- **Task description**
Write every record out again exactly as given.

- **Data extracts**
○ ○ ○ ○ ○ ○ ○
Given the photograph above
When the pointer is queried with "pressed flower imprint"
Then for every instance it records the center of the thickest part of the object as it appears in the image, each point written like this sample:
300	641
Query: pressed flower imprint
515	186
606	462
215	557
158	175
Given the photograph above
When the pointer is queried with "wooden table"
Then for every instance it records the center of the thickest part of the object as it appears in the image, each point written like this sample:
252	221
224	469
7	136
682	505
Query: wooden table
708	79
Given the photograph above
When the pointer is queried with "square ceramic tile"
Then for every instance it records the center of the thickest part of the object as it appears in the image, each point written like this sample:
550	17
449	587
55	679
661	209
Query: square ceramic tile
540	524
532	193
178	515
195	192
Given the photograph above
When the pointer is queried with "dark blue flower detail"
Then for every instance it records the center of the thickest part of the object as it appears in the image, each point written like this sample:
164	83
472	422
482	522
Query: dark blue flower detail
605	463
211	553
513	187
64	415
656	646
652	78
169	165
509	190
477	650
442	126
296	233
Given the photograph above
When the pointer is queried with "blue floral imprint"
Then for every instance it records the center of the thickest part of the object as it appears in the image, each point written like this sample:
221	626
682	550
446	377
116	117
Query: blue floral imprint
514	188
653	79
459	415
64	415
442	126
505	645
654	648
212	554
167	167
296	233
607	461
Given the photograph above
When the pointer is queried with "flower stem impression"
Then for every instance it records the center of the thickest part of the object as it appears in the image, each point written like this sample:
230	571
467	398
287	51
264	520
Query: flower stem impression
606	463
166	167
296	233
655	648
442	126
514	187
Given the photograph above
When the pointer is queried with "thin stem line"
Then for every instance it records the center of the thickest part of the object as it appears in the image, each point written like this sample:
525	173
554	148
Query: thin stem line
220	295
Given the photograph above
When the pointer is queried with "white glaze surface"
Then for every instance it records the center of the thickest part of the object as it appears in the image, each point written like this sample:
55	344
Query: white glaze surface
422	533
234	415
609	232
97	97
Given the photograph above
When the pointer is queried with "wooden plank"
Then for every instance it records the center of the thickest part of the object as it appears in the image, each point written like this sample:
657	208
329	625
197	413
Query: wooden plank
○ ○ ○ ○ ○ ○ ○
- **Task solution**
Given the photograph above
When the pointer is queried with "pressed flower imprint"
Then for every instance it records the center of the thickest part of the object as it appears in the image, each point written like this sample:
300	641
Query: pressed flower imprint
515	186
606	462
215	557
158	175
Given the photograph above
When the pointer is queried with "wooden table"
Then for every instance it records the center of the thickest part of the object as it appears in the image, each point written like this sample:
252	221
224	469
7	136
682	505
Query: wooden table
708	79
Given the photograph above
When the pointer is queried with "square ceramic tile"
Then for every instance it records the center of the thickest part of the object as it appears in the image, each point written like this sample:
550	17
449	587
55	679
661	209
Query: square ceramic tile
540	524
532	193
178	515
195	192
Given the photograph above
When the pointer is queried with "dark blue flower detail"
Then for every instance it records the center of the thickest part of the object as it appears in the image, each point written like this sample:
164	83
472	422
482	522
Query: dark blue flower detail
605	463
211	553
513	187
64	415
656	646
652	78
169	165
509	190
477	650
442	126
296	233
Given the photograph above
When the pointer is queried with "blue floral imprint"
Then for every instance it records the center of the thickest part of the object as it appears in the image, each point written like this sample:
221	626
682	550
446	377
116	117
Query: blue floral imprint
514	188
653	79
459	415
64	415
442	126
505	645
654	648
212	554
167	167
296	233
607	461
Given the photograph above
When the pointer is queried with "flower stem impression"
Then for every instance it records the center of the thickest part of the object as it appears in the image, each point written like this sample:
230	571
467	398
287	51
264	520
Query: flower stem impression
606	463
166	167
296	233
655	648
442	126
514	187
Given the photograph above
When the pointer is queried with "thin stem line"
Then for every instance it records the center of the thickest part of the object as it appears in the image, each point written like this sample:
525	173
554	148
Query: thin stem line
220	295
Given the photograph above
When the pointer is queried with "white glaze surface"
Then for every instance it records the center of the thickest part of the object as it appears in the image, each point written like this sample:
55	344
Query: white glaze surface
422	533
234	415
609	232
97	97
Given the photograph above
When the pointer is queried with "wooden plank"
Then for every instance it records the center of the thickest part of the object as it appears in the image, each point written like this sample:
657	208
329	625
197	413
Query: wooden plank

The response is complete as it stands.